> _Exercise brief_
If a line in the data below includes the string "given", please return a copy of it.

> _The records_
%%
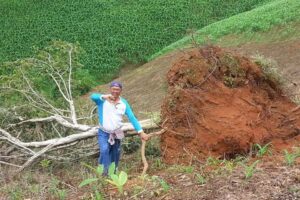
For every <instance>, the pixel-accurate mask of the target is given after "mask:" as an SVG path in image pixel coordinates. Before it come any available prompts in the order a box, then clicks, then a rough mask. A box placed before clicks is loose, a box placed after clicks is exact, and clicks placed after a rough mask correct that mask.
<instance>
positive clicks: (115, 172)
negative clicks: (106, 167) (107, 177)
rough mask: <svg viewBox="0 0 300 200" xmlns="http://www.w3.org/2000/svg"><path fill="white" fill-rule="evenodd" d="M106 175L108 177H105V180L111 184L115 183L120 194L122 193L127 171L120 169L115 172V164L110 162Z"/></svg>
mask: <svg viewBox="0 0 300 200" xmlns="http://www.w3.org/2000/svg"><path fill="white" fill-rule="evenodd" d="M108 175H109V177H110V179H106V181H107V182H109V183H110V184H112V185H115V186H116V187H117V188H118V191H119V192H120V194H123V186H124V185H125V183H126V182H127V177H128V175H127V173H126V172H124V171H121V172H120V173H116V165H115V163H112V164H111V165H110V166H109V169H108Z"/></svg>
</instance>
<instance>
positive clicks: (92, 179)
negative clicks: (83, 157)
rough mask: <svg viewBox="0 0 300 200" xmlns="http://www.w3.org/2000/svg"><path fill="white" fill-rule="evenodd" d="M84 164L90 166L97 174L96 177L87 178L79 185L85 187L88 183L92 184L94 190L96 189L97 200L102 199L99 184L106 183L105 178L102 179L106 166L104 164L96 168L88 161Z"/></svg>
mask: <svg viewBox="0 0 300 200" xmlns="http://www.w3.org/2000/svg"><path fill="white" fill-rule="evenodd" d="M82 165H84V166H85V167H87V168H89V169H90V170H92V171H93V172H94V173H95V174H96V177H93V178H87V179H85V180H83V181H82V182H81V183H80V185H79V187H83V186H86V185H92V188H93V190H94V191H95V198H96V200H102V199H103V198H102V195H101V193H100V192H99V191H98V189H97V188H98V186H99V185H104V182H103V179H102V175H103V172H104V166H103V165H98V167H97V168H94V167H92V166H90V165H88V164H86V163H82Z"/></svg>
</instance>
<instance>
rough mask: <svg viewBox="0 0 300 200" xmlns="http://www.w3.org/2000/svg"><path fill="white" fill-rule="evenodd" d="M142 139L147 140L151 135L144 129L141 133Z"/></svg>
mask: <svg viewBox="0 0 300 200" xmlns="http://www.w3.org/2000/svg"><path fill="white" fill-rule="evenodd" d="M140 137H141V140H144V141H147V140H148V139H149V135H147V134H146V133H145V132H144V131H142V132H141V133H140Z"/></svg>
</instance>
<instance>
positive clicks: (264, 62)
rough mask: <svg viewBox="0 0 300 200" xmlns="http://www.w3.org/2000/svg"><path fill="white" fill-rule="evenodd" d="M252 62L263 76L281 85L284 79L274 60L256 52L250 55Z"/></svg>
mask: <svg viewBox="0 0 300 200" xmlns="http://www.w3.org/2000/svg"><path fill="white" fill-rule="evenodd" d="M252 59H253V60H254V62H255V63H256V64H257V65H258V66H259V67H260V68H261V70H262V72H263V75H264V78H265V79H266V80H269V81H272V82H274V83H276V85H280V86H283V85H284V84H285V82H286V80H285V79H284V78H283V76H282V74H281V73H280V72H279V70H278V64H277V63H276V61H274V60H272V59H269V58H266V57H264V56H263V55H260V54H256V55H254V56H252Z"/></svg>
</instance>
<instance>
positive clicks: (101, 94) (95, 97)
mask: <svg viewBox="0 0 300 200" xmlns="http://www.w3.org/2000/svg"><path fill="white" fill-rule="evenodd" d="M90 98H91V99H92V100H93V101H94V102H95V103H96V104H100V103H103V101H105V100H108V99H109V98H111V95H110V94H100V93H93V94H92V95H91V96H90Z"/></svg>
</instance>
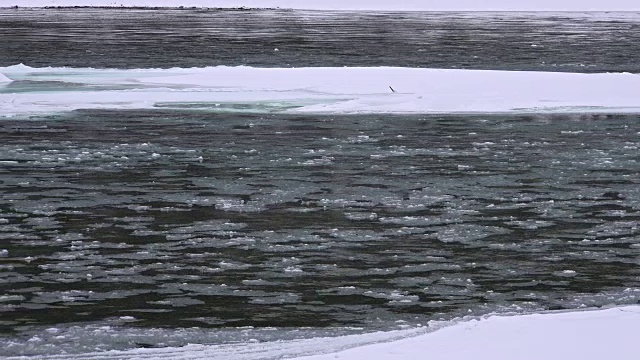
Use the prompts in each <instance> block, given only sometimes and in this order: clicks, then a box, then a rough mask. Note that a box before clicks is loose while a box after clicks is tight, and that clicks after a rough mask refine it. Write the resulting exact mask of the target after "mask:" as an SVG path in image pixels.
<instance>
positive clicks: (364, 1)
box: [0, 0, 640, 11]
mask: <svg viewBox="0 0 640 360" xmlns="http://www.w3.org/2000/svg"><path fill="white" fill-rule="evenodd" d="M16 5H17V6H24V7H44V6H114V7H120V6H147V7H158V6H160V7H176V6H186V7H211V8H216V7H220V8H235V7H242V6H244V7H250V8H276V7H279V8H288V9H321V10H382V11H386V10H401V11H413V10H416V11H640V3H638V2H637V1H634V0H609V1H601V0H581V1H579V0H535V1H513V0H486V1H478V0H395V1H382V0H370V1H367V0H323V1H317V0H163V1H158V0H2V2H1V4H0V6H16Z"/></svg>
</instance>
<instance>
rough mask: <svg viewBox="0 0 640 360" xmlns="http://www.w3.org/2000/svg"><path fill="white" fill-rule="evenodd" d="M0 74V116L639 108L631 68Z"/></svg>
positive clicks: (470, 111)
mask: <svg viewBox="0 0 640 360" xmlns="http://www.w3.org/2000/svg"><path fill="white" fill-rule="evenodd" d="M280 51H286V49H281V50H280ZM0 74H3V75H0V79H5V78H8V79H11V80H13V82H7V81H6V79H5V80H4V83H3V84H0V116H2V117H8V116H16V115H31V114H43V113H56V112H64V111H71V110H76V109H148V108H158V107H159V108H174V109H182V108H189V109H200V110H214V111H216V110H218V111H233V110H237V109H240V110H242V111H254V112H272V111H282V112H305V113H425V114H426V113H431V114H433V113H509V112H511V113H513V112H517V113H532V112H535V113H543V112H553V113H590V112H591V113H593V112H615V113H633V112H640V97H638V94H640V75H637V74H629V73H606V74H604V73H603V74H576V73H552V72H525V71H522V72H521V71H489V70H441V69H419V68H390V67H386V68H385V67H377V68H350V67H344V68H252V67H225V66H220V67H208V68H190V69H183V68H174V69H133V70H118V69H90V68H86V69H79V68H31V67H28V66H25V65H14V66H9V67H4V68H0ZM0 81H1V80H0ZM392 89H393V90H392Z"/></svg>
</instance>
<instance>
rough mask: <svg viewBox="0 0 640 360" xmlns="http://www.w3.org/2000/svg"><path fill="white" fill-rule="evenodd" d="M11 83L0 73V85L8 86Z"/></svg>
mask: <svg viewBox="0 0 640 360" xmlns="http://www.w3.org/2000/svg"><path fill="white" fill-rule="evenodd" d="M11 81H12V80H11V79H9V78H8V77H6V76H4V74H2V73H0V84H8V83H10V82H11Z"/></svg>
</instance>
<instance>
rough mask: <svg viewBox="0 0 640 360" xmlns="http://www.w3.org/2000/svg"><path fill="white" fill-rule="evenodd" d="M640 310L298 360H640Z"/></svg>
mask: <svg viewBox="0 0 640 360" xmlns="http://www.w3.org/2000/svg"><path fill="white" fill-rule="evenodd" d="M639 330H640V306H627V307H620V308H612V309H606V310H597V311H577V312H566V313H547V314H533V315H524V316H514V317H509V316H494V317H490V318H488V319H484V320H480V321H477V320H472V321H468V322H461V323H458V324H456V325H453V326H450V327H446V328H443V329H440V330H437V331H435V332H433V333H427V334H424V335H419V336H417V337H411V338H406V339H402V340H398V341H394V342H388V343H379V344H373V345H368V346H363V347H357V348H352V349H348V350H344V351H340V352H338V353H333V354H323V355H316V356H309V357H302V358H299V359H298V360H325V359H326V360H329V359H342V360H356V359H369V360H377V359H380V360H382V359H385V360H393V359H398V360H400V359H427V358H432V359H439V360H467V359H475V360H512V359H519V360H529V359H531V360H534V359H536V360H539V359H580V360H592V359H593V360H595V359H618V360H624V359H628V360H631V359H637V358H638V357H639V356H640V349H639V348H638V347H637V339H638V337H637V336H638V331H639Z"/></svg>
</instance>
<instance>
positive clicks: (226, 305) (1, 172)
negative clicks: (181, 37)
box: [0, 111, 640, 355]
mask: <svg viewBox="0 0 640 360" xmlns="http://www.w3.org/2000/svg"><path fill="white" fill-rule="evenodd" d="M0 136H2V139H3V141H2V144H0V161H2V166H1V167H0V179H1V182H0V192H1V194H2V199H3V201H2V203H0V277H1V278H2V281H1V283H0V309H1V310H0V311H2V321H1V323H0V325H1V326H2V330H3V332H4V333H5V334H6V335H7V337H5V338H4V340H0V341H2V342H3V344H5V345H6V344H9V343H11V344H12V345H11V346H10V347H4V348H5V349H9V350H8V351H10V353H9V354H8V355H19V354H26V353H33V352H34V351H36V352H37V351H43V352H46V351H47V350H44V347H40V348H39V349H40V350H34V347H29V345H28V344H29V343H28V342H27V341H26V340H25V341H23V342H20V341H14V340H11V339H15V338H14V337H16V336H18V337H23V338H25V339H26V338H28V337H30V336H31V337H33V336H38V337H39V339H44V338H47V339H48V338H55V336H63V335H60V334H57V335H56V334H54V335H55V336H53V335H51V334H53V333H54V332H56V331H61V332H64V334H66V335H64V336H67V335H69V336H73V335H72V333H73V332H74V331H77V330H78V329H80V328H84V329H89V330H90V328H91V327H92V326H94V325H93V324H98V325H95V326H98V327H99V326H103V325H104V326H113V327H116V328H122V329H130V330H126V331H129V332H126V331H125V330H121V331H123V332H122V334H125V333H126V334H129V333H131V334H130V335H131V336H129V337H128V338H127V339H128V340H126V339H125V338H126V336H124V335H123V336H124V337H123V340H121V341H122V343H118V344H115V343H114V342H113V341H112V342H110V343H109V344H110V345H104V346H106V348H124V347H131V346H138V345H136V344H137V343H141V344H142V343H145V341H147V340H139V341H138V340H132V339H134V338H137V337H138V336H142V335H140V334H137V335H136V334H134V332H135V331H136V330H135V329H136V328H148V329H155V330H153V331H165V330H162V329H163V328H179V329H188V328H191V327H196V328H200V329H202V328H219V329H223V328H224V329H227V328H235V329H240V328H242V327H246V326H251V327H254V328H255V329H260V328H271V327H277V328H283V329H284V328H288V327H311V328H317V327H321V328H332V329H335V328H343V329H346V328H348V327H364V328H365V329H374V328H391V327H394V326H396V325H397V324H398V322H397V321H406V322H409V323H411V324H415V323H418V322H423V321H425V320H429V319H437V318H448V317H449V318H450V317H454V316H460V315H464V314H468V313H471V314H482V313H487V312H492V311H505V310H515V311H526V310H533V309H559V308H576V307H581V306H600V305H608V304H620V303H636V302H637V301H638V300H639V299H640V294H639V293H638V291H636V290H635V289H637V288H638V286H639V285H640V284H639V283H638V279H639V277H638V275H640V271H639V270H640V267H639V265H640V258H639V255H638V249H640V230H639V225H638V224H639V220H640V210H639V208H640V190H639V189H640V187H639V186H638V185H639V184H638V179H640V175H639V171H640V166H639V164H638V161H639V158H638V155H637V149H638V146H639V145H640V128H639V126H638V118H637V116H634V115H626V116H598V115H592V116H582V117H576V118H572V117H569V116H567V115H563V116H553V115H548V116H543V117H532V116H524V115H523V116H519V115H509V116H507V115H504V116H488V115H485V116H413V115H412V116H400V115H397V116H389V115H366V116H364V115H362V116H359V115H358V116H289V115H248V114H207V113H201V112H166V111H151V112H137V111H122V112H118V111H96V112H94V111H85V112H76V113H74V114H73V115H71V116H67V117H65V118H60V119H54V120H35V121H33V120H32V121H19V120H7V121H3V122H1V123H0ZM77 324H89V325H77ZM100 324H102V325H100ZM105 324H106V325H105ZM78 326H79V327H78ZM47 328H55V329H58V330H55V331H54V330H51V331H50V332H46V331H45V330H42V329H47ZM38 329H40V330H38ZM105 329H106V328H105ZM89 330H87V333H88V334H91V333H93V334H97V335H96V336H94V338H93V340H86V341H87V344H89V343H91V341H97V342H100V341H101V340H99V338H100V336H101V335H100V334H102V333H101V332H100V331H98V330H96V331H93V332H92V331H89ZM94 330H95V329H94ZM103 330H104V329H103ZM105 331H106V330H105ZM166 331H170V330H169V329H166ZM181 331H186V332H189V331H190V330H189V331H187V330H181ZM198 331H200V330H193V332H194V334H190V335H188V336H186V335H185V337H177V338H176V339H182V340H180V341H183V342H184V343H188V342H197V341H198V340H197V339H198V336H201V335H198V334H200V333H199V332H198ZM203 331H204V330H203ZM220 331H222V330H220ZM309 331H311V330H309ZM345 331H347V330H345ZM349 331H351V330H349ZM196 333H198V334H196ZM34 334H36V335H34ZM45 334H49V335H51V336H49V337H47V336H45ZM220 334H221V333H220ZM283 334H284V333H283ZM127 336H128V335H127ZM145 336H146V335H145ZM202 336H204V335H202ZM207 336H210V335H207ZM220 336H222V335H220ZM252 336H258V335H256V334H253V335H252ZM279 336H280V335H279ZM282 336H284V335H282ZM143 337H144V336H143ZM229 338H233V336H230V337H229ZM210 339H213V338H210ZM218 340H220V339H218ZM218 340H216V339H213V340H209V341H208V342H216V341H218ZM33 341H36V340H33ZM47 341H49V340H47ZM114 341H115V340H114ZM118 341H120V340H118ZM154 341H155V340H154ZM176 341H178V340H176ZM180 341H178V343H180ZM220 341H222V340H220ZM116 342H117V341H116ZM155 342H156V343H158V341H155ZM50 343H55V341H54V340H51V342H50ZM159 343H162V344H165V345H168V343H166V342H162V341H160V342H159ZM31 344H32V345H33V342H32V343H31ZM172 344H173V345H176V344H174V343H172ZM7 346H8V345H7ZM60 346H62V345H60ZM158 346H162V345H158ZM36 348H37V347H36ZM56 349H58V348H56ZM67 350H68V351H72V350H71V349H67ZM51 351H53V352H55V351H57V350H51ZM78 351H79V350H78Z"/></svg>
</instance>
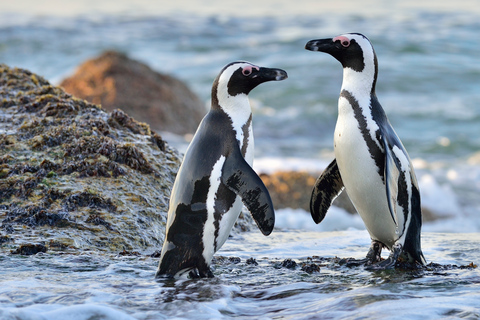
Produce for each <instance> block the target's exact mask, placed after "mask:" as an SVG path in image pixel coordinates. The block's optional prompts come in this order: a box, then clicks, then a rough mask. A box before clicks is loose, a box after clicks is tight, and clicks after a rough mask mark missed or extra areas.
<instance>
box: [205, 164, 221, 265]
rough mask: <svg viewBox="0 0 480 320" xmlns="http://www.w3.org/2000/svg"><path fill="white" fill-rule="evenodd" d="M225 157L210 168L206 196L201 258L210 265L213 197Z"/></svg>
mask: <svg viewBox="0 0 480 320" xmlns="http://www.w3.org/2000/svg"><path fill="white" fill-rule="evenodd" d="M225 159H226V158H225V157H224V156H220V158H219V159H218V160H217V162H216V163H215V165H214V166H213V168H212V172H211V174H210V188H209V190H208V195H207V221H205V229H204V231H203V237H202V241H203V253H202V255H203V258H204V259H205V261H206V262H207V264H209V263H210V261H211V260H212V257H213V254H214V253H215V224H214V223H215V216H214V212H215V197H216V194H217V191H218V187H219V186H220V183H221V181H220V177H221V176H222V168H223V164H224V163H225Z"/></svg>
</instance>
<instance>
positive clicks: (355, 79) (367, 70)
mask: <svg viewBox="0 0 480 320" xmlns="http://www.w3.org/2000/svg"><path fill="white" fill-rule="evenodd" d="M376 82H377V71H376V68H375V66H373V65H370V66H369V65H366V66H365V68H364V69H363V70H362V71H361V72H358V71H355V70H353V69H351V68H344V69H343V82H342V89H341V90H342V91H343V90H345V91H348V92H350V93H351V94H353V95H354V96H356V97H358V98H360V97H365V96H368V97H370V96H374V95H375V85H376Z"/></svg>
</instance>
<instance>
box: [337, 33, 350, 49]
mask: <svg viewBox="0 0 480 320" xmlns="http://www.w3.org/2000/svg"><path fill="white" fill-rule="evenodd" d="M336 41H340V44H341V45H342V47H344V48H348V47H349V46H350V39H348V38H347V37H345V36H338V37H335V38H333V42H336Z"/></svg>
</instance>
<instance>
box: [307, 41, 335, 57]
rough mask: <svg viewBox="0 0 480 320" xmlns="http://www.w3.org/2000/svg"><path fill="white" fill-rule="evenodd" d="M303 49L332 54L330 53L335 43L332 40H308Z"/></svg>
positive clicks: (333, 48)
mask: <svg viewBox="0 0 480 320" xmlns="http://www.w3.org/2000/svg"><path fill="white" fill-rule="evenodd" d="M305 49H307V50H310V51H321V52H326V53H330V54H332V51H333V50H334V49H336V46H335V42H333V39H332V38H328V39H317V40H310V41H308V42H307V44H306V45H305Z"/></svg>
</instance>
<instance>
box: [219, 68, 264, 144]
mask: <svg viewBox="0 0 480 320" xmlns="http://www.w3.org/2000/svg"><path fill="white" fill-rule="evenodd" d="M240 68H243V69H245V70H252V69H259V67H258V66H255V65H253V64H251V63H248V62H240V63H235V64H232V65H231V66H229V67H227V68H226V69H225V70H224V71H223V72H222V74H221V75H220V78H219V80H218V87H217V99H218V103H219V105H220V106H221V107H222V109H223V111H225V113H226V114H227V115H228V116H229V117H230V119H231V120H232V123H233V129H234V130H235V133H236V137H237V140H238V141H239V144H240V148H242V144H243V130H242V127H243V125H244V124H245V123H246V122H247V121H248V119H249V118H250V115H251V114H252V109H251V107H250V102H249V101H248V96H247V95H246V94H243V93H242V94H237V95H236V96H231V95H229V94H228V82H229V80H230V77H231V76H232V75H233V73H234V72H235V71H237V70H238V69H240Z"/></svg>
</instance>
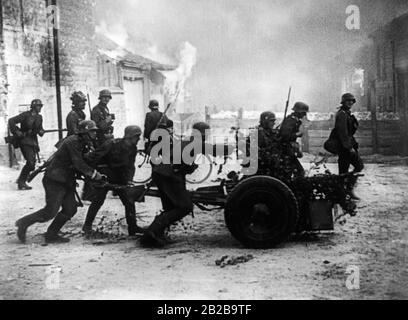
%%
> _Your solution_
For every <instance>, the pixel-accurate mask of the target is given after "mask:" as an SVG path in image pixel coordinates. Before it come any available prompts in the order a box, then clicks, then a rough mask. A box placed before clicks is loose, a box placed after clicks is exact, and clicks placed after a rough mask correct that mask.
Use the prompts in each <instance> block, given only sometimes and in this order: clicks, then a box, then a rough mask. Note that a box before clicks is loose while a box after clicks is tight, and that clicks after a rough mask refine it. Write the resulting exact mask of the target after "mask:" as an SVG path in image pixels.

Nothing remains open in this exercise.